Your instructions ->
Give the lines below again, exactly as they stand, and leave out the images.

BEGIN Provided entries

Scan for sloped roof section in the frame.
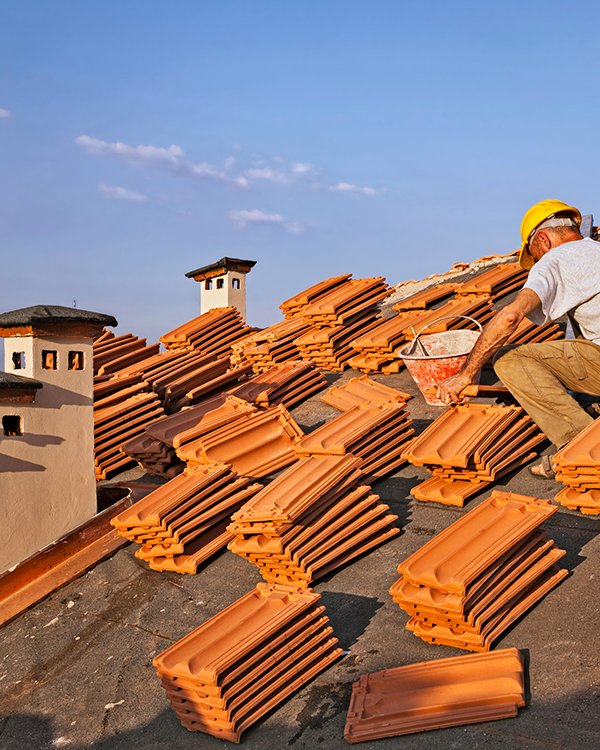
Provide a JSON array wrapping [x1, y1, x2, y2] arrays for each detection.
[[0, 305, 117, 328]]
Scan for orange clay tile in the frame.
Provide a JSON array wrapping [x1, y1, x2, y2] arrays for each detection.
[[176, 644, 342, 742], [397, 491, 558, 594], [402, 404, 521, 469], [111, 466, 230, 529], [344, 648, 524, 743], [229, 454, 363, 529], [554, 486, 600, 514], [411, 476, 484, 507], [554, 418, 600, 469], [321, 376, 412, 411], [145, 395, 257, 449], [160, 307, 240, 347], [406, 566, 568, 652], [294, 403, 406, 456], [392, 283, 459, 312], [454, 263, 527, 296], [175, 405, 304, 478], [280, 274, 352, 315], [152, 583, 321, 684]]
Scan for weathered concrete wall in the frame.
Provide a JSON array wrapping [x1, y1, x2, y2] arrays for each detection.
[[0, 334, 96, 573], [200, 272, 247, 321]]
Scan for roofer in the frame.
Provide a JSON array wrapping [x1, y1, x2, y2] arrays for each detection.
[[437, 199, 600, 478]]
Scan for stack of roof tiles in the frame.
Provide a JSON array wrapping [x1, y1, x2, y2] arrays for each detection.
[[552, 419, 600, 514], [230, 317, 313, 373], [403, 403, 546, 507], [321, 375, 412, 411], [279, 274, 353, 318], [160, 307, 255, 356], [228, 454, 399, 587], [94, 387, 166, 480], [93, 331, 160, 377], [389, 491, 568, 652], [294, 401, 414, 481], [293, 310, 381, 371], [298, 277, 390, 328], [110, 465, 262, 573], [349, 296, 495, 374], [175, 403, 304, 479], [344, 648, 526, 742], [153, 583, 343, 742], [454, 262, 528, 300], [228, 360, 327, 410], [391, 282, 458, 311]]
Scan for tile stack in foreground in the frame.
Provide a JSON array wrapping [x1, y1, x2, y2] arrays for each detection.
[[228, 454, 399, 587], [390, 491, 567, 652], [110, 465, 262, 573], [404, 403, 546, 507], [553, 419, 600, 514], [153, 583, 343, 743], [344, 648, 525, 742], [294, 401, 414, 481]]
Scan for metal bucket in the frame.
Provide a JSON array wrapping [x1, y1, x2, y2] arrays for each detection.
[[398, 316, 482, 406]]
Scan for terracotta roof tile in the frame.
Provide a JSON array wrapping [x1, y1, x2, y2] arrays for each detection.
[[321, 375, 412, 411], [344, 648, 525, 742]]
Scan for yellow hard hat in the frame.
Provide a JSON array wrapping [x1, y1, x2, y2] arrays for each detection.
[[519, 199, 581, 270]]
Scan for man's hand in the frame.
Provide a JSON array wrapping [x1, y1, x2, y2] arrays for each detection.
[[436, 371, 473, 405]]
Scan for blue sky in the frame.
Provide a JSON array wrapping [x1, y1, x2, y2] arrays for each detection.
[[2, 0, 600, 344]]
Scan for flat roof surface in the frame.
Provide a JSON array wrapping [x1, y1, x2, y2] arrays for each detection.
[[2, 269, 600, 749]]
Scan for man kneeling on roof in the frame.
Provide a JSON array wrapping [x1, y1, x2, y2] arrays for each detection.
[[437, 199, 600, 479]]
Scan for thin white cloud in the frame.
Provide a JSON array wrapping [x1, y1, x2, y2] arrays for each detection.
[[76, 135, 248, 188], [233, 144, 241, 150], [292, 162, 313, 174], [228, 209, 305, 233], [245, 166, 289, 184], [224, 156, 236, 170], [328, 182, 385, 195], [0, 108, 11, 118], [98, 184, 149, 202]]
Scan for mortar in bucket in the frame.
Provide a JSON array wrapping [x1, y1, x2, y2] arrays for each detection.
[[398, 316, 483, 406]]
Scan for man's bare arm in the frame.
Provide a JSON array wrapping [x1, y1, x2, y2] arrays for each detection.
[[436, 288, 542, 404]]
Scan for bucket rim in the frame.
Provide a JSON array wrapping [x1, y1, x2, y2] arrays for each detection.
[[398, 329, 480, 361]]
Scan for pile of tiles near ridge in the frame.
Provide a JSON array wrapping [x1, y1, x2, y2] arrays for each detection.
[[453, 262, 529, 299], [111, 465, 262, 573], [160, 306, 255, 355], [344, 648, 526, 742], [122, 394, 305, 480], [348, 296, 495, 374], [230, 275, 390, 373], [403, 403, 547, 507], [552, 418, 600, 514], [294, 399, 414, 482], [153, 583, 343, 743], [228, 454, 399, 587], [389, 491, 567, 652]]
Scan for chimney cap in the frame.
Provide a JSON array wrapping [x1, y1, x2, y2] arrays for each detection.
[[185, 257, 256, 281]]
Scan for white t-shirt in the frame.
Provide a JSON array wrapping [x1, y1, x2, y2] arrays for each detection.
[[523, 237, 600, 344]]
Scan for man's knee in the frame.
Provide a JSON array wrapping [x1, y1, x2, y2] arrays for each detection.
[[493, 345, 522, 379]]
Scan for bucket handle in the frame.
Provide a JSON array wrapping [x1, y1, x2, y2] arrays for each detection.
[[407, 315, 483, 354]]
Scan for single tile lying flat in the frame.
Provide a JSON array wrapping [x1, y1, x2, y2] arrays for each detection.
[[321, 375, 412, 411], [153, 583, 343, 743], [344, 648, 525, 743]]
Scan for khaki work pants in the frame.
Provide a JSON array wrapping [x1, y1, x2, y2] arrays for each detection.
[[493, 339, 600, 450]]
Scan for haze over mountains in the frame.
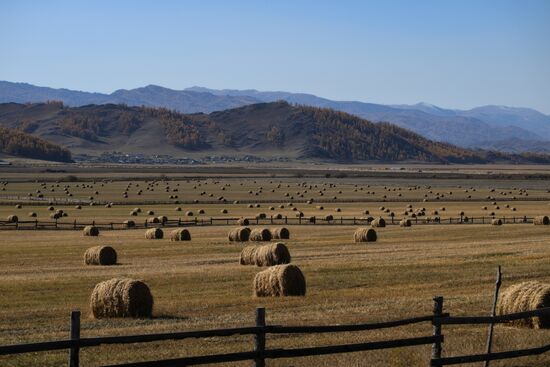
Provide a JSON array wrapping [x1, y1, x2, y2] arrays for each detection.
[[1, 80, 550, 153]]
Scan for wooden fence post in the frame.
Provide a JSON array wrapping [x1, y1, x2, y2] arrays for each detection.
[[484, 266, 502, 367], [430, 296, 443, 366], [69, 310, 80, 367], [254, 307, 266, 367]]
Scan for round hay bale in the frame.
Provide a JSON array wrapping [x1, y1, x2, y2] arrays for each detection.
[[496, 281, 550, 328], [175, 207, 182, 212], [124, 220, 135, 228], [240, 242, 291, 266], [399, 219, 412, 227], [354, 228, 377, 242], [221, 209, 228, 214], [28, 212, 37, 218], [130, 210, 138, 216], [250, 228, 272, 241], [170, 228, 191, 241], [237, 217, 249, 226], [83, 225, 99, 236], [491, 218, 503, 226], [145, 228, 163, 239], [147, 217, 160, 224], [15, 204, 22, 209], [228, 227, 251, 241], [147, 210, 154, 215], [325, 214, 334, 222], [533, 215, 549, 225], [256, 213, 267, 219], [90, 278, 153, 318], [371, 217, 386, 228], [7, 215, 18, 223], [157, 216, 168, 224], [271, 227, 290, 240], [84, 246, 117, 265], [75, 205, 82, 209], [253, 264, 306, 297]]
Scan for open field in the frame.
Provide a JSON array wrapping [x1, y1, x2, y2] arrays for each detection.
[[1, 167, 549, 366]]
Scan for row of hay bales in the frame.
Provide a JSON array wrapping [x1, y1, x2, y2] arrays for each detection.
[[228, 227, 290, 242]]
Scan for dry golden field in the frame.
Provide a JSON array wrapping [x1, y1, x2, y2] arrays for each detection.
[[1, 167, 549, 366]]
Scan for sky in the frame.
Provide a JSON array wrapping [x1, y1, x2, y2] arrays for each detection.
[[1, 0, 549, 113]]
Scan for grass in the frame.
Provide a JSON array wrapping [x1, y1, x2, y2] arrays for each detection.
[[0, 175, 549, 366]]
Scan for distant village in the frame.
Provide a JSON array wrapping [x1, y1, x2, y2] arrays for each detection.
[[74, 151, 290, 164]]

END Provided entries

Task output ->
Scan for sloped roof section in the frame.
Provide a JSON array wrapping [x1, y1, x2, y2] arrays for each detection.
[[0, 305, 117, 328]]
Scan for orange clay tile in the frame.
Provide a JSON array wrapping [x1, y1, x2, y2] arrays for each detection.
[[176, 644, 342, 742], [397, 491, 558, 594], [402, 404, 521, 469], [111, 466, 230, 529], [344, 648, 524, 743], [229, 454, 363, 529], [554, 486, 600, 514], [411, 476, 484, 507], [554, 418, 600, 469], [321, 376, 412, 411], [145, 395, 257, 449], [160, 307, 240, 347], [406, 566, 568, 652], [294, 403, 406, 456], [392, 283, 459, 312], [454, 263, 527, 296], [175, 405, 304, 478], [280, 274, 352, 315], [152, 583, 321, 684]]
Scan for weathered concrete wall in the frame.
Provide a JSON array wrapping [x1, y1, x2, y2] arrays for each detection.
[[0, 334, 96, 573], [200, 272, 247, 321]]
Scan for roofer in the frame.
Provide a JSON array wrapping [x1, y1, x2, y2] arrays for each detection.
[[437, 199, 600, 478]]
Scan for stack of roof tiles in the frame.
Provide a JSON array wrapping [x1, y1, x2, y2] arrays for each detection.
[[552, 419, 600, 514], [230, 317, 313, 373], [403, 403, 546, 507], [321, 375, 412, 411], [279, 274, 353, 318], [160, 307, 255, 356], [228, 454, 399, 587], [94, 387, 166, 480], [93, 331, 160, 377], [389, 491, 568, 652], [294, 401, 414, 481], [293, 310, 381, 371], [298, 277, 390, 328], [110, 465, 262, 573], [349, 296, 495, 374], [175, 403, 304, 479], [344, 648, 526, 742], [153, 583, 343, 742], [454, 262, 528, 300], [228, 360, 327, 410], [391, 282, 458, 311]]
Scan for tile stack in foreground in the frame.
Provide a JSON array wrapping [x1, y1, x2, y2] arrays for each detection.
[[228, 454, 399, 587], [390, 491, 567, 652], [110, 465, 262, 573], [404, 403, 546, 507], [553, 419, 600, 514], [153, 583, 343, 743], [344, 648, 525, 742], [294, 401, 414, 481]]
Scan for metal bucket in the frame.
Provide a JSON array wrapping [x1, y1, x2, y2] arrays for each detection.
[[398, 316, 482, 406]]
Scan for terracotta roof tile in the frame.
Provide a JSON array wrapping [x1, y1, x2, y2] arrays for each detection.
[[321, 375, 412, 411], [344, 648, 525, 742]]
Scan for yellow hard hat in the frame.
Provide a JSON array wrapping [x1, y1, x2, y2] arrays for each detection.
[[519, 199, 581, 270]]
Scan for man's hand in the frame.
Provide a JSON array wrapping [x1, y1, x2, y2] arrays for each detection.
[[436, 371, 473, 405]]
Scan for blue sky in the frame.
Provide a JSON array wrapping [x1, y1, x2, y2] arrays for each detection.
[[2, 0, 600, 344]]
Scan for flat roof surface in the frame.
Provide a JSON array wrapping [x1, y1, x2, y2] arrays for each detection.
[[2, 269, 600, 749]]
Scan for man kneeling on roof in the frame.
Provide a JSON array wrapping [x1, y1, x2, y2] arrays for each detection.
[[437, 199, 600, 479]]
Scan for thin white cloud in the frame.
Provide a JSON array wrapping [x1, y1, x2, y2] arrays for each detection.
[[76, 135, 248, 188], [233, 144, 241, 150], [292, 162, 313, 174], [228, 209, 305, 233], [245, 166, 289, 184], [224, 156, 236, 170], [328, 182, 385, 195], [0, 108, 11, 118], [98, 184, 149, 202]]
Scan for mortar in bucket in the frame.
Provide a JSON array wrapping [x1, y1, x2, y2] arrays for each detection.
[[398, 316, 483, 406]]
Scan for man's bare arm in the frame.
Provide a JSON array wrapping [x1, y1, x2, y2] arrays for each detection.
[[436, 288, 542, 404]]
Scan for bucket rim in the frame.
Provide a JSON array wrapping [x1, y1, x2, y2] arrays for each detection.
[[398, 329, 480, 361]]
Scan for pile of tiles near ridge in the frame.
Provide a JSON array wrapping [x1, y1, x2, y2] arrays for each detection.
[[453, 262, 529, 299], [111, 465, 262, 573], [160, 306, 255, 355], [344, 648, 526, 742], [122, 394, 305, 480], [348, 296, 495, 374], [230, 275, 390, 373], [403, 403, 547, 507], [552, 418, 600, 514], [294, 399, 414, 482], [153, 583, 343, 743], [228, 454, 399, 587], [389, 491, 567, 652]]
Scan for chimney cap in the frame.
Provide a JSON array wrapping [x1, y1, x2, y2] arrays for each detection.
[[185, 257, 256, 281]]
Scan for white t-shirt in the frame.
Provide a JSON array wrapping [x1, y1, x2, y2] arrays for each detection.
[[523, 237, 600, 344]]
Scan for man's knee in the frame.
Provide a JSON array wrapping [x1, y1, x2, y2] arrays for each detection.
[[493, 345, 522, 379]]
Scan for bucket handle in the frame.
Provide a JSON array wrapping [x1, y1, x2, y2] arrays for each detection.
[[407, 315, 483, 354]]
Scan for single tile lying flat in the frame.
Provide a JSON array wrapping [x1, y1, x2, y2] arrays for each detection.
[[321, 375, 412, 411], [153, 583, 343, 743], [344, 648, 525, 743]]
Scan for khaki work pants in the frame.
Provide a JSON array wrapping [x1, y1, x2, y2] arrays for each detection.
[[493, 339, 600, 450]]
Scan for haze over mountains in the frame.
Provide a JSON array wrapping [x1, y1, x2, y2] arrays for each detection.
[[1, 80, 550, 153]]
Scan for wooden fence post in the frame.
Provide a JSON array wrapping [x1, y1, x2, y2] arrays for each detection.
[[484, 266, 502, 367], [430, 296, 443, 366], [69, 310, 80, 367], [254, 307, 266, 367]]
Scan for round hay bale in the frame.
Provide a JSON array wrapping [x1, y1, x2, y2] arrays for each detection.
[[496, 281, 550, 328], [175, 207, 182, 212], [124, 220, 135, 228], [240, 242, 291, 266], [399, 219, 412, 227], [354, 228, 377, 242], [221, 209, 228, 214], [28, 212, 37, 218], [130, 210, 138, 216], [250, 228, 272, 241], [170, 228, 191, 241], [237, 217, 249, 226], [83, 225, 99, 236], [491, 218, 503, 226], [145, 228, 163, 239], [147, 217, 160, 224], [15, 204, 22, 209], [228, 227, 251, 241], [147, 210, 154, 215], [325, 214, 334, 222], [533, 215, 549, 225], [256, 213, 267, 219], [90, 278, 153, 318], [371, 217, 386, 228], [7, 215, 18, 223], [157, 216, 168, 224], [271, 227, 290, 240], [84, 246, 117, 265], [75, 205, 82, 209], [253, 264, 306, 297]]
Scan for open field in the frame.
Provide a JSON array wrapping [x1, y1, x2, y2] arrays for each detection.
[[1, 167, 549, 366]]
Scan for row of hay bales in the frame.
Provide a JSON array wrapping [x1, y1, x2, y2] arrays for each detection.
[[228, 227, 290, 242]]
Scan for dry golden field in the frame.
Provide a JSON array wrapping [x1, y1, x2, y2] arrays for each detection.
[[1, 167, 549, 366]]
Scan for sky in the frame.
Provide a JSON array wrapping [x1, y1, x2, y2] arrays for each detection.
[[1, 0, 549, 113]]
Scan for grass in the frame.
Provide a JSON array wrapping [x1, y1, x2, y2] arrays for each detection.
[[0, 175, 549, 366]]
Scan for distant village in the frame.
Provide a JSON array wrapping [x1, y1, x2, y2] arrays for each detection.
[[74, 151, 290, 164]]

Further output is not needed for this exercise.